Saved data entries:
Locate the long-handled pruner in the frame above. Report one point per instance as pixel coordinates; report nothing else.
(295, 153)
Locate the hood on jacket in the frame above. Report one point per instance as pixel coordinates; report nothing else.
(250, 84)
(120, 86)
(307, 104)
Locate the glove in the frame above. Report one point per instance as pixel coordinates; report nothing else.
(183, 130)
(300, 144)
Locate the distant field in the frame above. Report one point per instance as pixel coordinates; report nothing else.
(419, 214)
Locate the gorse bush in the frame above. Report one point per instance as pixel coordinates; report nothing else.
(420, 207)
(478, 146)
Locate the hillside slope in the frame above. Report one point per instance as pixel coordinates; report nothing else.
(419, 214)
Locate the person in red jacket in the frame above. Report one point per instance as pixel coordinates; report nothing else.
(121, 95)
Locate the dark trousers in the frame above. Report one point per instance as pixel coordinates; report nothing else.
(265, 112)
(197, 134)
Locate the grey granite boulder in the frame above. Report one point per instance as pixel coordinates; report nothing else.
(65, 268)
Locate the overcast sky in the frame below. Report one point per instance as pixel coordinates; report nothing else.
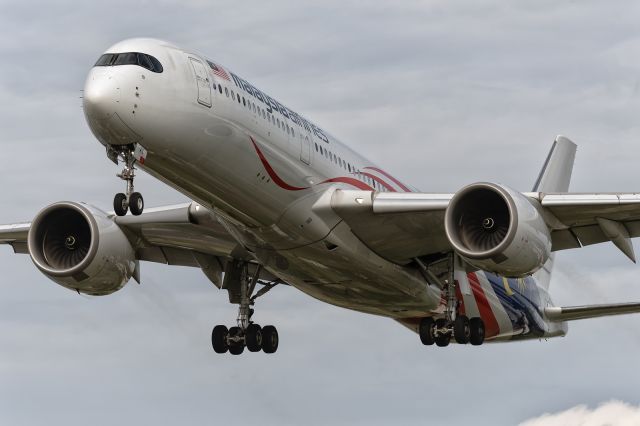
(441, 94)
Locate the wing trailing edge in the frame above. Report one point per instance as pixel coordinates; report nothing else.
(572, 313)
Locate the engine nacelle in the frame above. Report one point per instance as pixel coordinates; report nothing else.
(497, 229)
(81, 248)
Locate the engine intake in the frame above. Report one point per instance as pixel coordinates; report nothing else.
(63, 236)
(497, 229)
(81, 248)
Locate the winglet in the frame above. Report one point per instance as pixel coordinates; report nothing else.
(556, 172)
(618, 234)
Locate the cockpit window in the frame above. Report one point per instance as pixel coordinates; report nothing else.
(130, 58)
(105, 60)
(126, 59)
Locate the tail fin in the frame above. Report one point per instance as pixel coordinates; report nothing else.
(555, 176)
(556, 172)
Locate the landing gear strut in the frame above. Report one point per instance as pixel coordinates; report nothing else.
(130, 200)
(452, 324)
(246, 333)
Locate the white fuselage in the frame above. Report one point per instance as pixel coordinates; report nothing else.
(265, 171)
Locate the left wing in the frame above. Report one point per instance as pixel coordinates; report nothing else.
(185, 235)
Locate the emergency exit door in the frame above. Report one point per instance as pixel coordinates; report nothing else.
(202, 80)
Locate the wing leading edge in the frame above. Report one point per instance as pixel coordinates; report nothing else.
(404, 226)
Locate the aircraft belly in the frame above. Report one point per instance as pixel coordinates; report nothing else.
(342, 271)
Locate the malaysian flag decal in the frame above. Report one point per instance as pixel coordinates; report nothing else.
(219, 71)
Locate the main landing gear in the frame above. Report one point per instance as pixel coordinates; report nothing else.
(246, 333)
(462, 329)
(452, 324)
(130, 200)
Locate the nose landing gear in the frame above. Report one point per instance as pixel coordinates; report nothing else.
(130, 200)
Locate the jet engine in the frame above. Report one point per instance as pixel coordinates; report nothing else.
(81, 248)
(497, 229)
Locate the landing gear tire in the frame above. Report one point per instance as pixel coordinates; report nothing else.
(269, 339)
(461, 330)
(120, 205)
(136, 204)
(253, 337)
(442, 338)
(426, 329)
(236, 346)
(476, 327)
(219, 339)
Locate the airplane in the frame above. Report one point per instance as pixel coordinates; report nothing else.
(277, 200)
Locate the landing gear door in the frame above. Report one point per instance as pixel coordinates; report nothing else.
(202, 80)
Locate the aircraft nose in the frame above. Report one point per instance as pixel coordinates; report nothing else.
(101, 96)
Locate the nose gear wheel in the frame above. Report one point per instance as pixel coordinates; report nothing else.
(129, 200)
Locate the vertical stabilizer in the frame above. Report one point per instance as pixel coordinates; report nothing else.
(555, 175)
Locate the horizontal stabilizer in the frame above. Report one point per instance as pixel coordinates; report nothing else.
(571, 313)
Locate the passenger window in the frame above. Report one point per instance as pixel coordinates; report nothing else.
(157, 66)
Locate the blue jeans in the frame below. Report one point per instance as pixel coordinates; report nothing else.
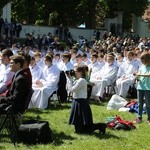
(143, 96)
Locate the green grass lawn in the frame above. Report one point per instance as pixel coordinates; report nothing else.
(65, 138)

Brief: Recast every line of the records above as a numbered list, omitting blank lines and leaving the pictures out of the answer.

Exercise output:
1. Locate the long-handled pruner in the frame above. Report one point per instance as pixel coordinates; report nothing else.
2. (295, 153)
3. Locate the hood on jacket in the frame above. Report one point per instance as pixel coordinates; report nothing else.
4. (250, 84)
5. (120, 86)
6. (307, 104)
7. Locate the glove in the frame above. Report one point per instance as pixel coordinates; report nothing else.
8. (183, 130)
9. (300, 144)
10. Locate the distant field in the frame above. Report one point per instance as pixel coordinates; report nothing else.
11. (419, 214)
12. Locate the gorse bush in the frame above. Report one point per instance as pixel coordinates; report nothing else.
13. (420, 207)
14. (478, 146)
15. Locate the hillside slope in the frame above. Report one point per instance as pixel coordinates; report nothing else.
16. (419, 214)
17. Locate the person in red jacket in the frame above. Report one point per instance as pixel coordinates; report nothing else.
18. (121, 95)
19. Locate the dark trousers in the frame above. Report one point per instance as pixel coordinates; report nothing else.
20. (265, 112)
21. (197, 134)
22. Locate the grey granite boulder in the frame above. Report one point per instance as pixel coordinates; report nothing else.
23. (65, 268)
24. Locate the overcast sky in the frame below. Report one point per instance as pixel coordinates; report nothing else.
25. (441, 94)
26. Locate the wing trailing edge in the frame above. Report one point per instance as pixel coordinates; report nothing else.
27. (572, 313)
28. Locate the engine nacelle in the frame above. Report one point per instance as pixel coordinates; report nothing else.
29. (497, 229)
30. (81, 248)
31. Locate the engine intake in the frame above. Report one point per instance as pixel coordinates; report nothing else.
32. (63, 236)
33. (497, 229)
34. (81, 248)
35. Locate the winglet in the frame above. Report one point per instance as pixel coordinates; report nothing else.
36. (556, 172)
37. (618, 234)
38. Locate the cockpit window in the frame above. Report one point per instance as pixel coordinates; report nothing else.
39. (130, 58)
40. (105, 60)
41. (126, 59)
42. Locate the tail fin in the frame above. Report one point per instance as pixel coordinates; report nothing else.
43. (555, 176)
44. (556, 172)
45. Locate the landing gear strut in the frame above. Report one point per instance as pixel coordinates; report nothing else.
46. (130, 200)
47. (452, 324)
48. (246, 333)
49. Locate the white fuselage in the frame above. Report one point per instance as pixel coordinates; report nothing else.
50. (265, 171)
51. Locate the left wing in the frame above. Report one point per instance as pixel coordinates; report nothing else.
52. (185, 235)
53. Locate the emergency exit door in the frame above. Report one point per instance as pixel coordinates; report nothing else.
54. (202, 80)
55. Locate the wing leading edge in the frame above. Report one point per instance as pixel coordinates; report nothing else.
56. (404, 226)
57. Locate the aircraft belly in the frame above. Report one point per instance as pixel coordinates; report nothing else.
58. (342, 271)
59. Locate the malaysian flag decal in the frame above. Report one point per instance as pixel coordinates; report nothing else.
60. (219, 71)
61. Locate the main landing gear in the frame above. Report one point per instance as pixel coordinates; report nothing else.
62. (246, 333)
63. (462, 329)
64. (452, 324)
65. (130, 200)
66. Locate the nose landing gear in the frame above. Report one point per instance as pixel coordinates; report nothing else.
67. (130, 200)
68. Locate the jet engine in the frame above. Report one point per instance as pixel coordinates; report nothing else.
69. (81, 248)
70. (497, 229)
71. Locate the landing gear tire in the frame above. Report one point per instance as pixel coordinates; report nothing else.
72. (269, 339)
73. (461, 330)
74. (120, 205)
75. (136, 204)
76. (253, 337)
77. (442, 338)
78. (426, 329)
79. (236, 346)
80. (476, 327)
81. (219, 339)
82. Locate the airplane in the frame above. Report one point per instance as pixel coordinates; report nothing else.
83. (277, 200)
84. Locate the landing gear door in the frame above. Report one point per instance as pixel coordinates; report nothing else.
85. (202, 80)
86. Locate the aircraft nose in the frame above. Report one point per instance as pixel coordinates; report nothing else.
87. (101, 96)
88. Locate the nose gear wheel in the frame above. Report one point per instance as pixel coordinates; report nothing else.
89. (129, 200)
90. Locate the vertical stabilizer in the frame above. Report one point per instance as pixel coordinates; report nothing else.
91. (555, 175)
92. Locate the horizontal stabilizer in the frame above. Report one point per instance as pixel coordinates; report nothing else.
93. (571, 313)
94. Locate the passenger window in the frame above. Report one point per instance as pixel coordinates; report nothing else.
95. (157, 66)
96. Locate the blue jeans in the frame below. Report one point per instance as pixel coordinates; report nothing else.
97. (143, 96)
98. Locate the green grass lawn in the frame above. Report one point per instance as pixel coordinates; report nothing else.
99. (65, 138)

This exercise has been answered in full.